- Objective 1
Select every line in the entries below that contains the string "small".

- Given passage
-*-*-

# Do Not Order From Highgrade Seeds



## LadyoftheGreen (Jan 7, 2013)

Placed an order with them in August with payment confirmation on Aug 14. After months of excuses and promises I still haven't received my order and now no respnse. Have spoken with others who are going through the same thing, so it's not a one time incident. You've been warned in hopes of you not being burned the same way I have.


----------



## BackWoodsDrifter (Jan 7, 2013)

Much abliged hopes yual gets somethin from them even just yur skins back.

BWD


----------



## juniorgrower (Jan 7, 2013)

Thanks for the heads up!


----------



## Locked (Jan 7, 2013)

Thanks for the info bro...


----------



## Sin inc (Jan 7, 2013)

thanks for the head up


----------



## brimck325 (Jan 8, 2013)

which 1, there's 2? 1 with a dash and 1 without.


----------



## skullcandy (Jan 8, 2013)

i will be sure to remember that thanks lady of the green


----------



## LadyoftheGreen (Jan 8, 2013)

brimck325 said:
			
		

> which 1, there's 2? 1 with a dash and 1 without.


The one based in Canada. Highgrade is one word but the link has a dash in it.


----------



## brimck325 (Jan 8, 2013)

thank you ma'am!


----------



## Yama (Feb 13, 2013)

Thank you for sharing.  I'll keep this in mind for the future.


----------

-*-*-

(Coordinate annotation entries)
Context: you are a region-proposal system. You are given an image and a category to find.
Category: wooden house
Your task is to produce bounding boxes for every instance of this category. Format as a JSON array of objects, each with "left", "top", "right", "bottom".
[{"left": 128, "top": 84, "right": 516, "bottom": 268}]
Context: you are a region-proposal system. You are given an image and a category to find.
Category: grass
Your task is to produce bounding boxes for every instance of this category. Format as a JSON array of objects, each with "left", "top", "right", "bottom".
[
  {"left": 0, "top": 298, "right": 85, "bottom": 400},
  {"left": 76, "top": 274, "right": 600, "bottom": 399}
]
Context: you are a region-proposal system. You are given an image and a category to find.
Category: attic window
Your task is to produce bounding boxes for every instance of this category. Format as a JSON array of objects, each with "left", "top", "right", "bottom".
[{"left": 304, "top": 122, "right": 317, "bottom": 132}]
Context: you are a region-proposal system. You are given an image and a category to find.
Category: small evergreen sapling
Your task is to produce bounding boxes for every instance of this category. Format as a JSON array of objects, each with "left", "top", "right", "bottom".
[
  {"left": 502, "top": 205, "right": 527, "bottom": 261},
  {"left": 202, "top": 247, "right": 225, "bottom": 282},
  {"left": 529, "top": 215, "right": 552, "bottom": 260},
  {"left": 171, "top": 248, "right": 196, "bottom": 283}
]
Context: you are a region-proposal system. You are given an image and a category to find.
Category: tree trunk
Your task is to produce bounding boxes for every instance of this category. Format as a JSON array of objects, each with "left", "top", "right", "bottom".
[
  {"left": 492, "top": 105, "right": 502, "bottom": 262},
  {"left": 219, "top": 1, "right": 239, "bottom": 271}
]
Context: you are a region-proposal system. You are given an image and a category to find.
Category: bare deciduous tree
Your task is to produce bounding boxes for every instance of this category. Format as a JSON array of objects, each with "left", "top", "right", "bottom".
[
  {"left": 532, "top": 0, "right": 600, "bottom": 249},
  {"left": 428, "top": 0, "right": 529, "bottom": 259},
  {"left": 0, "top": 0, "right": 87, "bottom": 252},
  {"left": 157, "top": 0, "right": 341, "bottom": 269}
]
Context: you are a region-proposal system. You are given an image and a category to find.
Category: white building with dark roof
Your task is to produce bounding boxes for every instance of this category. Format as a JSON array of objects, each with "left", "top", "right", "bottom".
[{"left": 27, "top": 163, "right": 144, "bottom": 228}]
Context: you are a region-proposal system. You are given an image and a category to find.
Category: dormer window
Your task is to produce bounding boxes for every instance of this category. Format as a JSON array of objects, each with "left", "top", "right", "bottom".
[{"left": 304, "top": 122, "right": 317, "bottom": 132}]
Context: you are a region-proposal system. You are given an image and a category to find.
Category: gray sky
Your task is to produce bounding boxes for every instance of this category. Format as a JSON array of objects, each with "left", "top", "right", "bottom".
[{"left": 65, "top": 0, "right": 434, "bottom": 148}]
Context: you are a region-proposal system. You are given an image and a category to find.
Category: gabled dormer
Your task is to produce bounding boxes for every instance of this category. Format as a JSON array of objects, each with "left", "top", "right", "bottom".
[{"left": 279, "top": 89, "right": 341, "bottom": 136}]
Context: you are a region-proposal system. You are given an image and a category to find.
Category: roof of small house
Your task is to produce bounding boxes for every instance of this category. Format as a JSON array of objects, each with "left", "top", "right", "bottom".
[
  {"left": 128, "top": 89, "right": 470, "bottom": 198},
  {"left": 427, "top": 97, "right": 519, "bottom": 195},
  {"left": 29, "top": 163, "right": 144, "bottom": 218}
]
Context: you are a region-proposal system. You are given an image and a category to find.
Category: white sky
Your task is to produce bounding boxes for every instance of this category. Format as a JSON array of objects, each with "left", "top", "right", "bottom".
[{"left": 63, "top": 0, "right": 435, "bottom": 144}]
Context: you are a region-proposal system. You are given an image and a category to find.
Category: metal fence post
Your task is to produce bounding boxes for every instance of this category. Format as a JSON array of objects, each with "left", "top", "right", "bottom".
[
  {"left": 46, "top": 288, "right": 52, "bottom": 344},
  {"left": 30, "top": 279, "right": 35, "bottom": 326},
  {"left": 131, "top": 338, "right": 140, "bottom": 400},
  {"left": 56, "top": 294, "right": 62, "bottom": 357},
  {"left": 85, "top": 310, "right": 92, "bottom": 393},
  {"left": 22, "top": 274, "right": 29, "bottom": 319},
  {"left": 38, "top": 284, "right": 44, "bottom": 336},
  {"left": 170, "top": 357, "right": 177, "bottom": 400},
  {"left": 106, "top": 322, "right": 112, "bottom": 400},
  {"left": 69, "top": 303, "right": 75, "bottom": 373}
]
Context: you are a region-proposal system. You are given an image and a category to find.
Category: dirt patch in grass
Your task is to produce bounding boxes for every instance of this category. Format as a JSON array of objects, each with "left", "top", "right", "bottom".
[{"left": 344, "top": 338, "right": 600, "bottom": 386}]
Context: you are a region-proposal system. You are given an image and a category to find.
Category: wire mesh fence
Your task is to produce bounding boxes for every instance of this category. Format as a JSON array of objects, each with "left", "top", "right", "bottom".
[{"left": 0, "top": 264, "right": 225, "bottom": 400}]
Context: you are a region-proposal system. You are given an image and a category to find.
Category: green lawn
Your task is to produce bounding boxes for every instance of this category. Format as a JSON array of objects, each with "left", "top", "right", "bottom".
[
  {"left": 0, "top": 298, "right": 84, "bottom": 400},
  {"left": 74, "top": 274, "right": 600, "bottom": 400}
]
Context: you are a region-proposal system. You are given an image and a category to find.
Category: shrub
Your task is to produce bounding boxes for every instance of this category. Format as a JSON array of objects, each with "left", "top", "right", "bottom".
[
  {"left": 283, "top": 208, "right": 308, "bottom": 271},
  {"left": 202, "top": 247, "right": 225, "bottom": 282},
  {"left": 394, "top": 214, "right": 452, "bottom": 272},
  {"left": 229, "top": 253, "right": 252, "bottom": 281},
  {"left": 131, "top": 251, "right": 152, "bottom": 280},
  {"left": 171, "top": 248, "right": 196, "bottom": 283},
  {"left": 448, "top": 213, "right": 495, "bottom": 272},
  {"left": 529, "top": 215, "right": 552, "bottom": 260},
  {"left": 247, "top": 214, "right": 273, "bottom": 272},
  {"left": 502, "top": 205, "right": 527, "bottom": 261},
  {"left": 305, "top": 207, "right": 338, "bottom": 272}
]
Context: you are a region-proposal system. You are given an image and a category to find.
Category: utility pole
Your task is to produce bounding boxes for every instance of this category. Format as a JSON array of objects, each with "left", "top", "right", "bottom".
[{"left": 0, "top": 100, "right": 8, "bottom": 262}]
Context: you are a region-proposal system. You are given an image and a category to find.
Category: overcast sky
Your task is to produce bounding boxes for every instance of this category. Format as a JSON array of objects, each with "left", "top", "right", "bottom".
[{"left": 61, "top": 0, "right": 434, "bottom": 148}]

-*-*-

- Objective 2
Using the forum thread about Highgrade Seeds, answer these questions:
(a) On what date did the first poster receive payment confirmation for the order?
(b) In which country is the Highgrade company being warned about based?
(c) Which user asked which of the two similarly named companies was meant?

- Task output 1
Category: small evergreen sapling
Category: roof of small house

- Task output 2
(a) Aug 14
(b) Canada
(c) brimck325